◆ What the task asks
Nothing but the line holding "Find the horse comb;" and the lines after it, through the end of the records, should be set down, each exactly as it is.

════

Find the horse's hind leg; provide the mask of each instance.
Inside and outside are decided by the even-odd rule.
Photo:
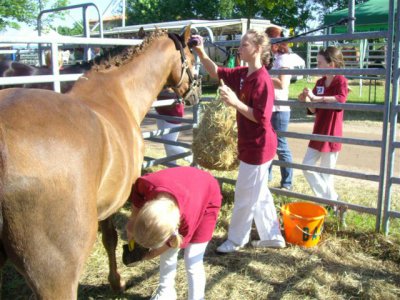
[[[125,289],[125,282],[121,281],[121,276],[117,269],[117,259],[115,250],[118,243],[118,234],[115,230],[115,226],[112,220],[112,216],[107,219],[100,221],[100,228],[102,232],[102,241],[104,248],[108,255],[109,274],[108,281],[113,290],[122,291]]]

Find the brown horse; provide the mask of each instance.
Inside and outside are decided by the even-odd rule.
[[[158,30],[68,94],[0,91],[0,267],[9,259],[37,299],[77,298],[98,221],[109,281],[124,288],[111,217],[140,175],[140,123],[154,99],[165,84],[195,95],[189,37],[190,28],[179,38]]]

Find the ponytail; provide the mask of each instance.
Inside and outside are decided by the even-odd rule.
[[[171,248],[179,248],[182,244],[183,237],[179,234],[178,230],[175,230],[168,240],[168,246]]]

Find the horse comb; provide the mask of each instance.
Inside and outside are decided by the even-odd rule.
[[[144,256],[149,252],[149,249],[137,243],[135,244],[133,240],[131,240],[129,244],[123,245],[122,248],[122,262],[127,267],[132,267],[137,262],[143,260]]]

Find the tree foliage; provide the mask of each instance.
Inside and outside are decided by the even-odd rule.
[[[188,19],[254,18],[264,7],[286,6],[294,0],[127,0],[127,24]]]
[[[296,0],[297,2],[298,0]],[[300,0],[304,1],[304,0]],[[308,0],[306,6],[313,12],[311,19],[316,20],[320,24],[323,23],[324,17],[336,10],[349,7],[351,0]],[[367,2],[368,0],[355,0],[355,5]]]
[[[66,36],[81,36],[83,35],[83,26],[81,22],[75,22],[72,27],[58,26],[57,32]]]
[[[356,4],[367,0],[356,0]],[[1,0],[0,31],[19,28],[19,23],[36,25],[39,3],[43,8],[67,6],[68,0]],[[348,7],[348,0],[126,0],[127,25],[188,19],[218,20],[230,18],[265,18],[272,23],[307,29],[310,21],[321,22],[325,14]],[[51,23],[63,13],[46,15]],[[67,27],[62,30],[68,31]],[[77,26],[71,28],[72,32]]]
[[[1,0],[0,31],[7,27],[18,29],[21,27],[21,23],[35,26],[40,12],[40,4],[42,8],[48,9],[67,6],[68,3],[68,0]],[[50,14],[46,16],[46,22],[50,23],[56,16],[62,15],[63,13]]]
[[[127,0],[127,24],[147,24],[188,19],[226,19],[232,0]]]
[[[356,0],[356,4],[367,0]],[[264,18],[294,32],[321,23],[348,0],[127,0],[127,24],[188,19]]]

════

◆ Written response
Find the horse comb; provide the mask of each instance.
Inside and outside are decided by the even-odd rule.
[[[144,256],[149,252],[149,249],[137,243],[135,244],[133,240],[131,240],[129,244],[123,245],[122,248],[122,262],[127,267],[132,267],[137,262],[143,260]]]

Find the tree foliage; provide the mask of each instance.
Inside and outside are decided by the even-odd rule.
[[[188,19],[254,18],[264,7],[286,6],[294,0],[127,0],[127,24]]]
[[[296,0],[297,2],[298,0]],[[300,0],[304,1],[304,0]],[[308,0],[306,6],[313,12],[311,19],[316,20],[320,24],[323,23],[324,17],[336,10],[349,7],[351,0]],[[367,2],[368,0],[355,0],[355,5]]]
[[[66,36],[81,36],[83,35],[83,26],[81,22],[75,22],[72,27],[58,26],[57,32]]]
[[[356,4],[367,0],[356,0]],[[1,0],[0,31],[19,28],[19,23],[36,25],[39,3],[43,8],[67,6],[68,0]],[[348,7],[348,0],[126,0],[127,25],[188,19],[218,20],[230,18],[265,18],[272,23],[307,29],[310,21],[321,22],[325,14]],[[51,23],[63,13],[46,15]],[[67,27],[62,30],[68,31]],[[77,26],[71,28],[72,32]]]
[[[1,0],[0,31],[7,27],[18,29],[21,27],[21,23],[35,26],[40,12],[40,4],[42,8],[48,9],[67,6],[68,3],[68,0]],[[50,14],[46,16],[46,22],[50,23],[56,16],[62,15],[63,13]]]
[[[127,0],[127,24],[147,24],[188,19],[226,19],[232,0]]]
[[[356,0],[356,4],[367,0]],[[264,18],[294,32],[321,23],[348,0],[127,0],[127,24],[188,19]]]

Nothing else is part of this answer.